Raw records
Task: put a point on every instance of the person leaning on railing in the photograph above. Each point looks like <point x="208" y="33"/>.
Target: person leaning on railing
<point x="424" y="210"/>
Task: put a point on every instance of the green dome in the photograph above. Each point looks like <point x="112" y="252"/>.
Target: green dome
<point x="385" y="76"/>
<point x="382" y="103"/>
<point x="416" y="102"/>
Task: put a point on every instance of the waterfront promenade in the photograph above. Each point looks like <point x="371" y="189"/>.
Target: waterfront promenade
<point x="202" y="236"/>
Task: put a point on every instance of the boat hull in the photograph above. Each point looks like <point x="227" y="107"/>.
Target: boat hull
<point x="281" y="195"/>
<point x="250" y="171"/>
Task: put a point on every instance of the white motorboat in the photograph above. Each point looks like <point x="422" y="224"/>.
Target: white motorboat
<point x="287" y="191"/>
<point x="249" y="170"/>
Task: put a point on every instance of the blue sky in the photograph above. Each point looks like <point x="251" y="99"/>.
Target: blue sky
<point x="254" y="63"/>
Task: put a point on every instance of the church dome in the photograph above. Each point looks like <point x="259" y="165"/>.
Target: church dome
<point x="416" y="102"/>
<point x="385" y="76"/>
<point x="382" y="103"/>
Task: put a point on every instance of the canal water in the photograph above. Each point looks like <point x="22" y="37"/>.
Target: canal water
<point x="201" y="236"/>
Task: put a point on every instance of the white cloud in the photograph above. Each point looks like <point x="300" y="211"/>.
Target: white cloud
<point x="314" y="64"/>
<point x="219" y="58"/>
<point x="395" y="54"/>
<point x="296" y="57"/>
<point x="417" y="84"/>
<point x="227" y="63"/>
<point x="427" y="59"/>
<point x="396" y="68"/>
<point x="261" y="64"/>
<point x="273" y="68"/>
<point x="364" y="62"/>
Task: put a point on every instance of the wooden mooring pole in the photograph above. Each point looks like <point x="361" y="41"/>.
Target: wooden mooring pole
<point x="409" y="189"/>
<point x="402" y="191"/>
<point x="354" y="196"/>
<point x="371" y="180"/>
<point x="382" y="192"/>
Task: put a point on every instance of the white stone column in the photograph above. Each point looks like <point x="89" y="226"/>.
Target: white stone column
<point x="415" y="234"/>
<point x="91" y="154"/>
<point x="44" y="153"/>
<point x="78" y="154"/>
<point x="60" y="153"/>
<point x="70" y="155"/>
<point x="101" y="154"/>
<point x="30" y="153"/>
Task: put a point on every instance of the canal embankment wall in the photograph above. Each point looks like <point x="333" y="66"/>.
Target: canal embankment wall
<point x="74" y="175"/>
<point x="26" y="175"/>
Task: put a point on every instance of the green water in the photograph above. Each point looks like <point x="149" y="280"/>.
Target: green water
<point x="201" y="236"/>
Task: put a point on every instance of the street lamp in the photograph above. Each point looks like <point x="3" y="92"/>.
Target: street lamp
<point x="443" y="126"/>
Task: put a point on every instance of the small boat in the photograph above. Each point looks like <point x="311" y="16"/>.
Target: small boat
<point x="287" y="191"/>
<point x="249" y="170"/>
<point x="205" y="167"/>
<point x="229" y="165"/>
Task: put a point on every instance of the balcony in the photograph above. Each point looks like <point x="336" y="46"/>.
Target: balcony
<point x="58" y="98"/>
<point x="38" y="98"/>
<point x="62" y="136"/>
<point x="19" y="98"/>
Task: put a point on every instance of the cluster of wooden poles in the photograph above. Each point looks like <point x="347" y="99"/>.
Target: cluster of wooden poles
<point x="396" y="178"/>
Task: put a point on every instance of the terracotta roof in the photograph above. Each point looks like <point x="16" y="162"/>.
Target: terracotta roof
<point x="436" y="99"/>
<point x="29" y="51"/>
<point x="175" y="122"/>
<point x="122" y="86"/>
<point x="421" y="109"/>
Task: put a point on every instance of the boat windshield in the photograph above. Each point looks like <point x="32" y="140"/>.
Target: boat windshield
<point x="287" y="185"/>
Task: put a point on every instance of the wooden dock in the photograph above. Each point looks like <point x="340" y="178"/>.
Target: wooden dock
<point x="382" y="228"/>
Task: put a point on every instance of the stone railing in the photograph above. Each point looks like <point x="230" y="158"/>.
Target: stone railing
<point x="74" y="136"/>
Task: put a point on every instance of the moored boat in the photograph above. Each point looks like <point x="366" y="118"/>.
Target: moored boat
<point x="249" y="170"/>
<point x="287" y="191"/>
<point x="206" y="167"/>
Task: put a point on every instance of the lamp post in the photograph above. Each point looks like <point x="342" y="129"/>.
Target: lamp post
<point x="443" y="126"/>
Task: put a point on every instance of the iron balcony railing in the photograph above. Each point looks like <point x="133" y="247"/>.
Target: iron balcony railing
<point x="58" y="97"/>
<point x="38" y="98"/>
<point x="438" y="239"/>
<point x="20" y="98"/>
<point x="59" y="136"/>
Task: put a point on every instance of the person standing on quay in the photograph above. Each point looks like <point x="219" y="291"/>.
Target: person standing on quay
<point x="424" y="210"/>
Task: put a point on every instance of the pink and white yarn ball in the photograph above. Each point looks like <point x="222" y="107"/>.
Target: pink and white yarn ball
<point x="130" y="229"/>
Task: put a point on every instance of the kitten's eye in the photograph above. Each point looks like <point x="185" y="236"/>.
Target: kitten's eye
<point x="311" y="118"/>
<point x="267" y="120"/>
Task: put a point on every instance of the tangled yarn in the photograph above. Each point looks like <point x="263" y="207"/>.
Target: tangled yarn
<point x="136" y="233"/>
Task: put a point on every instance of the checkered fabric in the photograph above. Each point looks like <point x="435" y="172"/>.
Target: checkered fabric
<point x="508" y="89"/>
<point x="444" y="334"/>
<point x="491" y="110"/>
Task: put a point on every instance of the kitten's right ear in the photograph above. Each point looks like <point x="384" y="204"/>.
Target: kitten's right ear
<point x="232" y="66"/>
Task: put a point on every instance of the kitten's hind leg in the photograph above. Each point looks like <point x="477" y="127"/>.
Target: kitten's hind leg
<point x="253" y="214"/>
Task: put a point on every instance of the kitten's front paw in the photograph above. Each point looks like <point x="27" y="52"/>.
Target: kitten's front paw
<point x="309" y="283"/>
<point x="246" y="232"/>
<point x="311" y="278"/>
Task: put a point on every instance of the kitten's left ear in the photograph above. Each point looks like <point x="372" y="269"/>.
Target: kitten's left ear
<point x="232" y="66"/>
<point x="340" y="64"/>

Directions for this task
Rewrite the whole listing above with every "put a point on" replaced by "mark", keeping all other text unchanged.

Exercise response
Task: mark every instance of the person leaning on railing in the photograph above. Each point looks like <point x="208" y="33"/>.
Target: person leaning on railing
<point x="424" y="210"/>
Task: mark every instance of the green dome in the photograph above. Each point looks like <point x="112" y="252"/>.
Target: green dome
<point x="385" y="76"/>
<point x="382" y="103"/>
<point x="416" y="102"/>
Task: mark every instance of the waterfront promenade in the photograph above. Each point looks like <point x="371" y="189"/>.
Target: waterfront promenade
<point x="202" y="236"/>
Task: mark every instance of the boat hull in the photograph above. Each point looks like <point x="227" y="107"/>.
Target: boat hull
<point x="281" y="195"/>
<point x="250" y="171"/>
Task: mark every instance of the white motorboat in the photograph above. Each point looks like <point x="422" y="224"/>.
Target: white motorboat
<point x="287" y="191"/>
<point x="249" y="170"/>
Task: mark every instance of the blue sky in the photograph above. Each point looks like <point x="251" y="99"/>.
Target: blue sky
<point x="254" y="63"/>
Task: mark every instance of the church dome in the photograph above. Each point looks like <point x="259" y="165"/>.
Target: church dome
<point x="416" y="102"/>
<point x="385" y="76"/>
<point x="382" y="103"/>
Task: mark every instance of the canal water in the photograph above. Each point looks like <point x="22" y="37"/>.
Target: canal water
<point x="201" y="236"/>
Task: mark every instance of the white cloud in the photograph above. Each point looks like <point x="300" y="211"/>.
Target: white cloud
<point x="314" y="64"/>
<point x="219" y="58"/>
<point x="395" y="54"/>
<point x="296" y="57"/>
<point x="417" y="84"/>
<point x="227" y="63"/>
<point x="427" y="59"/>
<point x="396" y="68"/>
<point x="261" y="64"/>
<point x="273" y="68"/>
<point x="364" y="62"/>
Task: mark every instance of the wooden mooring pole in the photograph above. Each point looks like <point x="361" y="41"/>.
Target: wooden mooring pole
<point x="409" y="189"/>
<point x="402" y="191"/>
<point x="354" y="196"/>
<point x="371" y="180"/>
<point x="382" y="192"/>
Task: mark every instance of the white stone column in the photograph above. Each point looks like <point x="89" y="226"/>.
Target: white stone column
<point x="415" y="234"/>
<point x="91" y="154"/>
<point x="44" y="153"/>
<point x="78" y="154"/>
<point x="60" y="153"/>
<point x="70" y="155"/>
<point x="101" y="154"/>
<point x="30" y="153"/>
Task: mark every instance of the canal embankment wall in the photograph above. Each point looks like <point x="333" y="66"/>.
Target: canal embankment wall
<point x="74" y="175"/>
<point x="26" y="175"/>
Task: mark every instance of the green water in the photograph above. Each point looks like <point x="149" y="280"/>.
Target: green water
<point x="201" y="236"/>
Task: mark every instance of the street lamp in the photograph above. Each point looks like <point x="3" y="92"/>.
Target: street lamp
<point x="443" y="126"/>
Task: mark every instance of the small boat in the photograph above. Each point looks like <point x="311" y="16"/>.
Target: small boat
<point x="287" y="191"/>
<point x="249" y="170"/>
<point x="205" y="167"/>
<point x="229" y="165"/>
Task: mark every instance of the balcony in the photograph above. Each point looks like <point x="336" y="46"/>.
Target: balcony
<point x="58" y="98"/>
<point x="38" y="98"/>
<point x="62" y="136"/>
<point x="19" y="98"/>
Task: mark every instance of the cluster of wooden poles in the photograph above. Each point looks like <point x="347" y="99"/>.
Target: cluster of wooden poles
<point x="396" y="178"/>
Task: mark every instance of the terracotta roof in the photograph above. Each point looks like <point x="16" y="162"/>.
Target: terracotta roof
<point x="436" y="99"/>
<point x="29" y="51"/>
<point x="175" y="122"/>
<point x="122" y="86"/>
<point x="421" y="109"/>
Task: mark every instance of the boat windshield in the photograph above. Each point looks like <point x="32" y="140"/>.
Target: boat windshield
<point x="287" y="185"/>
Task: mark every instance of the wooden dock in the photograph above. Each point looks like <point x="340" y="178"/>.
Target: wooden dock
<point x="382" y="228"/>
Task: mark every instance of the stone railing in the photograph above. Each point looks like <point x="230" y="158"/>.
Target: stone railing
<point x="74" y="136"/>
Task: mark every instance of the moored boat in the photograph above. Each point looks like <point x="366" y="118"/>.
Target: moored boat
<point x="249" y="170"/>
<point x="287" y="191"/>
<point x="206" y="167"/>
Task: mark every instance of the lamp post in the photograph above. Each point looks like <point x="342" y="129"/>.
Target: lamp post
<point x="443" y="126"/>
Task: mark every instance of the iron balcony railing in the photograph above. Each point looks like <point x="133" y="247"/>.
Target: iron balcony railing
<point x="58" y="97"/>
<point x="38" y="98"/>
<point x="438" y="239"/>
<point x="20" y="98"/>
<point x="59" y="136"/>
Task: mark every instance of the person standing on quay in the photograph above. Each point looks like <point x="219" y="291"/>.
Target: person standing on quay
<point x="424" y="210"/>
Task: mark every instance of the pink and white yarn ball in the photograph above. Each point looks like <point x="222" y="107"/>.
Target: pink and white yarn ball
<point x="130" y="229"/>
Task: mark every instance of the kitten's eye in the photograph above. Each point looks like <point x="185" y="236"/>.
Target: kitten's eye
<point x="311" y="118"/>
<point x="267" y="120"/>
Task: mark every instance of the tangled yarn in the photograph above. Each point looks like <point x="263" y="207"/>.
Target: tangled yarn
<point x="136" y="233"/>
Task: mark every instance of the checkered fabric in the photograph above. Each point looks like <point x="435" y="172"/>.
Target: checkered fabric
<point x="508" y="89"/>
<point x="444" y="334"/>
<point x="491" y="110"/>
Task: mark every instance of the kitten's right ear in the photograph above. Each point looks like <point x="384" y="204"/>.
Target: kitten's right ear
<point x="232" y="66"/>
Task: mark every instance of the kitten's hind leg in the photograph above. Each point looks like <point x="477" y="127"/>.
Target: kitten's hind leg
<point x="253" y="214"/>
Task: mark every instance of the kitten's front paw in the photograph above. Each point looks like <point x="27" y="52"/>.
Target: kitten's front paw
<point x="309" y="283"/>
<point x="246" y="232"/>
<point x="311" y="278"/>
Task: mark every instance of the kitten's left ear in the photograph above. Each point looks like <point x="372" y="269"/>.
Target: kitten's left ear
<point x="232" y="66"/>
<point x="340" y="64"/>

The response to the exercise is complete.